• [Problems to solve]
(A) In the page on the CONCH pathology model, rewrite everything from "Paper Structure (1" down to "on next page.", replacing "schematic" with "diagram".
(B) Could you condense the abstract paragraph beginning "The accelerated adoption of digital pathology" in the CONCH pathology paper into a short bulleted list that keeps its main facts?
(C) How would the page on the CONCH pathology paper go on after its last line? Continue it from the point where it stops.

Towards a Visual-Language Foundation Model for Computational Pathology

Ming Y. Lu; Bowen Chen; Drew F. K. Williamson; Richard J. Chen; Ivy Liang; Tong Ding; Guillaume Jaume; Igor Odintsov; Andrew Zhang; Long Phi Le; Georg Gerber; Anil V Parwani; Faisal Mahmood

Towards a Visual-Language Foundation Model for Computational Pathology

Ming Y. Lu, Bowen Chen, Drew F. K. Williamson, Richard J. Chen, Ivy Liang, Tong Ding, Guillaume Jaume, Igor Odintsov, Andrew Zhang, Long Phi Le, Georg Gerber, Anil V Parwani, Faisal Mahmood

TL;DR

This work introduces CONtrastive learning from Captions for Histopathology (CONCH), a visual-language foundation model developed using diverse sources of histopathology images, biomedical text, and notably over 1.17 million image-caption pairs via task-agnostic pretraining, with the potential to directly facilitate a wide array of machine learning-based workflows requiring minimal or no further supervised fine-tuning.

Abstract

The accelerated adoption of digital pathology and advances in deep learning have enabled the development of powerful models for various pathology tasks across a diverse array of diseases and patient cohorts. However, model training is often difficult due to label scarcity in the medical domain and the model's usage is limited by the specific task and disease for which it is trained. Additionally, most models in histopathology leverage only image data, a stark contrast to how humans teach each other and reason about histopathologic entities. We introduce CONtrastive learning from Captions for Histopathology (CONCH), a visual-language foundation model developed using diverse sources of histopathology images, biomedical text, and notably over 1.17 million image-caption pairs via task-agnostic pretraining. Evaluated on a suite of 13 diverse benchmarks, CONCH can be transferred to a wide range of downstream tasks involving either or both histopathology images and text, achieving state-of-the-art performance on histology image classification, segmentation, captioning, text-to-image and image-to-text retrieval. CONCH represents a substantial leap over concurrent visual-language pretrained systems for histopathology, with the potential to directly facilitate a wide array of machine learning-based workflows requiring minimal or no further supervised fine-tuning.

Towards a Visual-Language Foundation Model for Computational Pathology

TL;DR

Abstract

Paper Structure (1 section, 3 equations, 15 figures, 38 tables)

This paper contains 1 section, 3 equations, 15 figures, 38 tables.

Figures (15)

Figure : Figure 1: Data curation and model schematic. Caption on next page.

• [Dataset excerpt]

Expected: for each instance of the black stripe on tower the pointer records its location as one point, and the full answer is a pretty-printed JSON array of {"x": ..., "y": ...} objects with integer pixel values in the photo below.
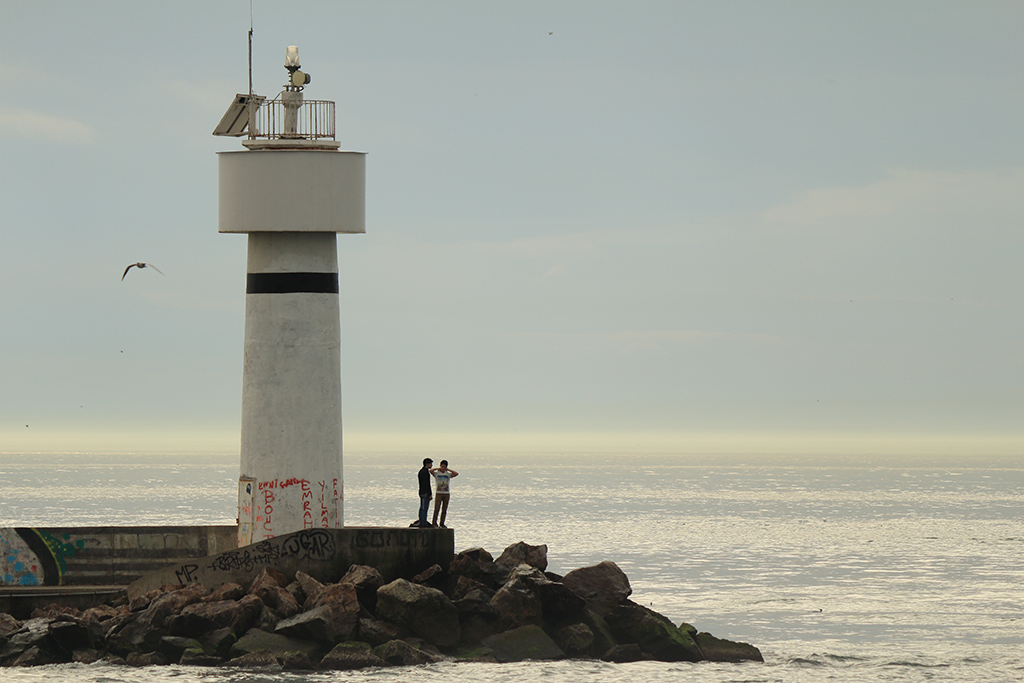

• [Written responses]
(A)
Paper Structure (1 section, 3 equations, 15 figures, 38 tables)

This paper contains 1 section, 3 equations, 15 figures, 38 tables.

Figures (15)

Figure : Figure 1: Data curation and model diagram. Caption on next page.

(B)
- Digital pathology and deep learning have enabled powerful models for many pathology tasks, diseases and patient cohorts.
- Training is hampered by label scarcity in medicine, and each model is limited to the task and disease it was trained for.
- Most histopathology models use only image data, unlike how humans teach and reason about histopathologic entities.
- CONCH (CONtrastive learning from Captions for Histopathology) is a visual-language foundation model pretrained in a task-agnostic way on diverse histopathology images, biomedical text and over 1.17 million image-caption pairs.
- Across 13 diverse benchmarks, it transfers to tasks involving images, text or both. It achieves state-of-the-art results in histology image classification, segmentation, captioning, and text-to-image and image-to-text retrieval.
- It is a substantial leap over concurrent visual-language systems for histopathology and could support many machine learning workflows with minimal or no further supervised fine-tuning.

(C)
Figure : (Previous page.) Figure 1: Data curation and model schematic.a. Automated data cleaning pipeline. Educational sources (EDU) and parts of the PubMed Central Open Access Dataset (PMC OA) were manually cleaned and used to train an object detector to detect histopathology images, a language model to split captions referring to multiple images, and a matching model to match detected images to their corresponding captions. The cleaning process yields a dataset of 1.79 million image-text pairs, which we then filter out pairs referring to non-humans to create our CONCH (human-only) pretraining dataset of 1.17 million. See Methods for details on data cleaning and Extended Data Figure 9 on performance comparisons using different variations of the pretraining dataset. b. Estimated distribution of image-text pairs in the human-only pretraining dataset by topic. Note that pretraining data covers a diverse range of pathology topics. Inset compares distribution of caption lengths between PMC-Path and EDU. See Extended Data Figure 1 for wordclouds of captions from each category. c. Visual-language pretraining setup. CONCH consists of an image encoder, a text encoder, and a multimodal text decoder. The pretraining process uses both contrastive and captioning objectives. The contrastive objectives align the image and text encoders by maximizing the cosine-similarity scores between paired image and text embeddings while the captioning objective maximizes the likelihood of generating the correct text conditioned on the image and previously generated text. See Methods for details. d. Radarplot comparing performance of CONCH and baselines on various downstream tasks. CONCH outperforms baselines by a significant margin on a diverse set of tasks spanning classification, retrieval, and segmentation. See Results for detailed descriptions of each task and metrics.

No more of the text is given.